* _WHAT YOU ARE ASKED TO DO_
Your reply should be an exact copy of every entry, with the pictures removed.

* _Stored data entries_

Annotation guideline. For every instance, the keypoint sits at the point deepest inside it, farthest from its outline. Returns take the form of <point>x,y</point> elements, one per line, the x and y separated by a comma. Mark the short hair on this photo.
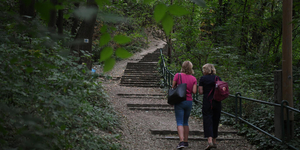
<point>187,67</point>
<point>209,69</point>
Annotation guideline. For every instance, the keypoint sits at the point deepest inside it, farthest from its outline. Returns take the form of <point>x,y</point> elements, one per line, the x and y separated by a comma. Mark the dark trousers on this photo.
<point>211,118</point>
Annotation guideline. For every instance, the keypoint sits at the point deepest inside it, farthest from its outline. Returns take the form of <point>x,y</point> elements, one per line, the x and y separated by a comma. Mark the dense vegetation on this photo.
<point>51,100</point>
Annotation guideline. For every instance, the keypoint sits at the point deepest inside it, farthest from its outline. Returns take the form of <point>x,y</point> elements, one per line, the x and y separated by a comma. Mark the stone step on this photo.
<point>130,71</point>
<point>193,132</point>
<point>140,76</point>
<point>150,96</point>
<point>139,82</point>
<point>136,80</point>
<point>148,105</point>
<point>125,94</point>
<point>140,85</point>
<point>198,138</point>
<point>142,63</point>
<point>153,109</point>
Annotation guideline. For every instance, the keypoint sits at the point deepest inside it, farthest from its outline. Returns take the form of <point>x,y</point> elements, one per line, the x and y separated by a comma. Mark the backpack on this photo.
<point>221,90</point>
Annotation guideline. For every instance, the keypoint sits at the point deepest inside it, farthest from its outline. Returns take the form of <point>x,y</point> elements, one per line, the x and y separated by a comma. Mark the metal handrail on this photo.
<point>168,76</point>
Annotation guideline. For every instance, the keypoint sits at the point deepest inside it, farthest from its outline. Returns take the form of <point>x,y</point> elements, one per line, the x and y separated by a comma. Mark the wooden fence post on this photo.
<point>277,99</point>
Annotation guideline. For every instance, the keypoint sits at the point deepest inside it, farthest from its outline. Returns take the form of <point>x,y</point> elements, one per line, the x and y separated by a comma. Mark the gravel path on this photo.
<point>137,124</point>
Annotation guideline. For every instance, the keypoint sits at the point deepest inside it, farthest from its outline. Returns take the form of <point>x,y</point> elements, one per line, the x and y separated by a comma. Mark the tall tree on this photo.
<point>84,37</point>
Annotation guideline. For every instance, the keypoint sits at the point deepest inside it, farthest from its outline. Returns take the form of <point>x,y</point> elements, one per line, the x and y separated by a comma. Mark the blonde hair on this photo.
<point>187,67</point>
<point>209,69</point>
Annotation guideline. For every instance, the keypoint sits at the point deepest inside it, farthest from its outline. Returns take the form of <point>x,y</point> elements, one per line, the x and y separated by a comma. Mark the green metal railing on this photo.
<point>168,78</point>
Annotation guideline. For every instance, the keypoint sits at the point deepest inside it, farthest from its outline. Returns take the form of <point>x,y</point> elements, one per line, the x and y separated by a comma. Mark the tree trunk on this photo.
<point>75,22</point>
<point>27,9</point>
<point>169,42</point>
<point>84,37</point>
<point>52,20</point>
<point>243,32</point>
<point>60,21</point>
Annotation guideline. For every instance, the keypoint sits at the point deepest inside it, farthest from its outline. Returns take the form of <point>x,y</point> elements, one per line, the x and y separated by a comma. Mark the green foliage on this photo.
<point>49,101</point>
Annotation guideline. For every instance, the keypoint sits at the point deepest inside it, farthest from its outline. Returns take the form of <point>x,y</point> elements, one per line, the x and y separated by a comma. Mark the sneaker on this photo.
<point>186,144</point>
<point>180,145</point>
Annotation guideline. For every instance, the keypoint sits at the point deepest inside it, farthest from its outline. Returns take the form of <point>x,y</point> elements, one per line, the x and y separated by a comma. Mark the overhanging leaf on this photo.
<point>103,29</point>
<point>109,64</point>
<point>104,39</point>
<point>200,2</point>
<point>102,2</point>
<point>106,53</point>
<point>159,12</point>
<point>147,1</point>
<point>43,8</point>
<point>29,69</point>
<point>85,13</point>
<point>122,39</point>
<point>178,10</point>
<point>122,53</point>
<point>167,23</point>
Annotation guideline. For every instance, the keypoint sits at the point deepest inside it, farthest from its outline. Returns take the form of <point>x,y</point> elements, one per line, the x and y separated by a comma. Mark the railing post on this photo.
<point>236,107</point>
<point>278,99</point>
<point>286,132</point>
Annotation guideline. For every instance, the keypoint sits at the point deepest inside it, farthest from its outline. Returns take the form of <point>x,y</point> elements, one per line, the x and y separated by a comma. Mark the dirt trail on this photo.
<point>138,124</point>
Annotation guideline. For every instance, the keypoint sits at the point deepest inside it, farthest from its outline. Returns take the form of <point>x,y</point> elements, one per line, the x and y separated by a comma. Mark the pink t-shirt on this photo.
<point>190,81</point>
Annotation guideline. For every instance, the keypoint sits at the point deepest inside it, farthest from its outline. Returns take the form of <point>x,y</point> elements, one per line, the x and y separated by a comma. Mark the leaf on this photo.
<point>103,29</point>
<point>102,2</point>
<point>122,53</point>
<point>106,53</point>
<point>104,39</point>
<point>29,69</point>
<point>109,64</point>
<point>167,23</point>
<point>200,2</point>
<point>147,1</point>
<point>66,16</point>
<point>59,7</point>
<point>13,60</point>
<point>85,13</point>
<point>178,10</point>
<point>43,8</point>
<point>159,12</point>
<point>122,39</point>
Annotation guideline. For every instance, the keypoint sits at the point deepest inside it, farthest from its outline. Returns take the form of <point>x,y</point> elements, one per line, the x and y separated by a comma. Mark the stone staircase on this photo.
<point>150,121</point>
<point>143,73</point>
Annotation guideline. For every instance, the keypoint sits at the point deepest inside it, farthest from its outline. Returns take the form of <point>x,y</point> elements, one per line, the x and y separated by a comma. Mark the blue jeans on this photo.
<point>182,112</point>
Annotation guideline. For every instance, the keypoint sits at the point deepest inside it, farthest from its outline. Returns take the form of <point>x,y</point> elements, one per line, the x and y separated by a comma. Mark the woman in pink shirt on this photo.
<point>183,109</point>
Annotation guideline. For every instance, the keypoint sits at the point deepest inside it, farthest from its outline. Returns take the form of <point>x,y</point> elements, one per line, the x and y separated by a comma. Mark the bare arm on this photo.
<point>200,90</point>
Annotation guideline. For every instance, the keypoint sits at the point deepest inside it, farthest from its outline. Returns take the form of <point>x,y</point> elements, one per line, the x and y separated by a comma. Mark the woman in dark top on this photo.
<point>211,109</point>
<point>183,109</point>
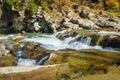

* _YOUR RESPONSE_
Annotation guideline. For every instance, the keypoint sits at the point deepest inside it, farthest from its outline. Returns take the form of <point>x,y</point> elements, one per line, the x and y separated by a comma. Mark the short hair on this photo.
<point>187,67</point>
<point>209,69</point>
Annotation guideline. For every instance, the keypoint sits at the point deepest inside it, farthest from its outline. Returns take the form of <point>x,y</point> elements, one per line, the x and y separated by a comma. Mark the dark trousers on this photo.
<point>211,118</point>
Annotation guideline. For every instance, the keypoint sits at the point deepest inside it, farthest from its outline. Returns take the form of <point>x,y</point> elements, one per line, the x and y separated by a comma. Mark the dense vegetation on this photo.
<point>51,100</point>
Annotation guideline. For every instance, the keypoint sits at the point deepest inside it, farthest from its outline. Returns take the form of <point>x,y</point> elements, one per line, the x and y separated by a comma. Mark the stone step on this photo.
<point>130,71</point>
<point>193,132</point>
<point>140,76</point>
<point>150,96</point>
<point>139,82</point>
<point>136,80</point>
<point>148,105</point>
<point>125,94</point>
<point>140,85</point>
<point>198,138</point>
<point>142,63</point>
<point>153,109</point>
Annotation guideline. For every instance, the keypoint sits at the point deepest inside it, farthest from its outline. Returns take the form of <point>x,y</point> elements, one per line, the x and y separated by a comma. Mark the backpack on this photo.
<point>221,90</point>
Annotation guideline. For every instance, the keypoint sits at the point deepest inside it, farthest from its outline. Returns take the form of <point>x,y</point> elements, one per line, the x and y separated by a comma. Mark the metal handrail on this photo.
<point>168,76</point>
Annotation guideline. For every instance, the keypoint sits at the point deepest inside it, farthest from its outline. Returns take the form of <point>x,y</point> elements, one per line, the x and y separated by a comma. Mark the wooden fence post on this photo.
<point>277,99</point>
Annotation guideline. For every instance, the keypoint sits at the point deepest inside it, farthest from its outline. Returns take the form of <point>x,y</point> elements, one per line, the x and y separated by a comma. Mark the gravel path on this photo.
<point>137,124</point>
Annotation guideline. For every instance, the keypoint sits at the point deepest inside it, farthest from its outline. Returns take the form of <point>x,y</point> elements, one per line, the x and y separated by a comma. Mark the tall tree on this photo.
<point>84,37</point>
Annotation guideline. For every instance, the keypoint sits at the point deepest inside it, farthest from its outline. Returns take the form of <point>x,y</point> elements, one per line, the x and y separated by a comma. Mark the blonde hair on this photo.
<point>187,67</point>
<point>209,69</point>
Annotation guideline. For every instance, the keypoint sits at the point deepest inside it, farthest from its outline. Returns take the form of <point>x,y</point> elements, one per line, the x and y separated by a comma. Mark the green metal railing on this photo.
<point>168,78</point>
Annotation guideline. For every instance, the keypoint sits at the point deepest inside it, farthest from its outline. Returns take the form of <point>x,y</point> elements, one per line, the x and y separated by a comma. Mark the tree trunk on this photo.
<point>75,22</point>
<point>27,9</point>
<point>169,42</point>
<point>84,37</point>
<point>52,20</point>
<point>243,32</point>
<point>60,21</point>
Annotation guideline. For every instance, the keypoint sits at the point deepest inside it, farthest from its outline. Returns take the form of <point>x,y</point> elements, one per line, the x and y separated by a comma. Mark the green foliage on this photo.
<point>49,101</point>
Annotation guideline. For every instance, the keypoint sits at the point deepest inside it, farthest from its outline. Returns take the form of <point>x,y</point> elements, one per line, the x and y separated by a comma. Mark the sneaker on this photo.
<point>186,144</point>
<point>180,145</point>
Annotation guideline. For every instance, the keypoint sits at the point deepest inside it, farthest from its outline. Returns take the form of <point>x,y</point> elements, one per line, the x and y separated by a comma. Mark the overhanging leaf on this photo.
<point>103,29</point>
<point>109,64</point>
<point>104,39</point>
<point>200,2</point>
<point>102,2</point>
<point>106,53</point>
<point>159,12</point>
<point>147,1</point>
<point>43,8</point>
<point>29,69</point>
<point>85,13</point>
<point>122,39</point>
<point>178,10</point>
<point>122,53</point>
<point>167,23</point>
Annotation guideline. For every instance, the keypoint sits at the point deepest inside it, farthest from its outline. Returns take the form of <point>x,y</point> elements, one per line, the x and y separated by a comma. Mark the railing post on this photo.
<point>236,107</point>
<point>278,99</point>
<point>286,132</point>
Annotation guideline. For every instance, the keypoint sits at the point deepest inside it, farthest from its outline. Returns take the form of <point>x,y</point> elements, one per line, the x and y separated by a comma. Mark the dirt trail on this photo.
<point>138,124</point>
Annotation guideline. For every instance, the keypoint sits at the point deepest inside it, farthest from its outline. Returns take the form of <point>x,y</point> elements, one per line, the x and y separated by a comma. Mark the pink t-shirt on this photo.
<point>190,81</point>
Annotation guideline. For every instance, the keypoint sits at the point deepest inside it, farthest from its outline. Returns take the form of <point>x,y</point> elements, one per line, the x and y separated by a comma. Mark the leaf on this photo.
<point>103,29</point>
<point>102,2</point>
<point>122,53</point>
<point>106,53</point>
<point>104,39</point>
<point>29,69</point>
<point>109,64</point>
<point>167,23</point>
<point>200,2</point>
<point>147,1</point>
<point>66,16</point>
<point>59,7</point>
<point>13,60</point>
<point>85,13</point>
<point>178,10</point>
<point>43,8</point>
<point>159,12</point>
<point>122,39</point>
Annotation guideline. For every instance, the keypoint sits at the point deepest inside it, farthest from its outline. Returns take the form of <point>x,y</point> elements, one per line, the x and y separated by a comma. Mark the stone staircase on this photo.
<point>150,121</point>
<point>143,73</point>
Annotation guideline. For every instance, the keypoint sits at the point deepest inside it, farthest from its outline. Returns take the form of <point>x,y</point> elements, one per line, the x and y separated by a comma. Mark the blue jeans on this photo.
<point>182,112</point>
Annotation guideline. For every instance, the keypoint sits at the point deepest inside it, farthest from its outline. Returns take the form of <point>x,y</point> elements, one per line, the x and y separated by a comma. Mark the woman in pink shirt on this photo.
<point>183,109</point>
Annotation guideline. For every instance, the keypoint sits at the point deepest inside it, farthest from its outline. Returns take the form of <point>x,y</point> elements, one per line, the x and y separated by a comma. Mark the bare arm on this photo.
<point>200,90</point>
Annotation guideline. For every instance, the keypoint sits at the point deepest inside it, farthest from its outline. Returns take the form of <point>x,y</point> elements, one per line, the x and y separated by a comma. Mark the woman in dark top on this photo.
<point>211,109</point>
<point>183,109</point>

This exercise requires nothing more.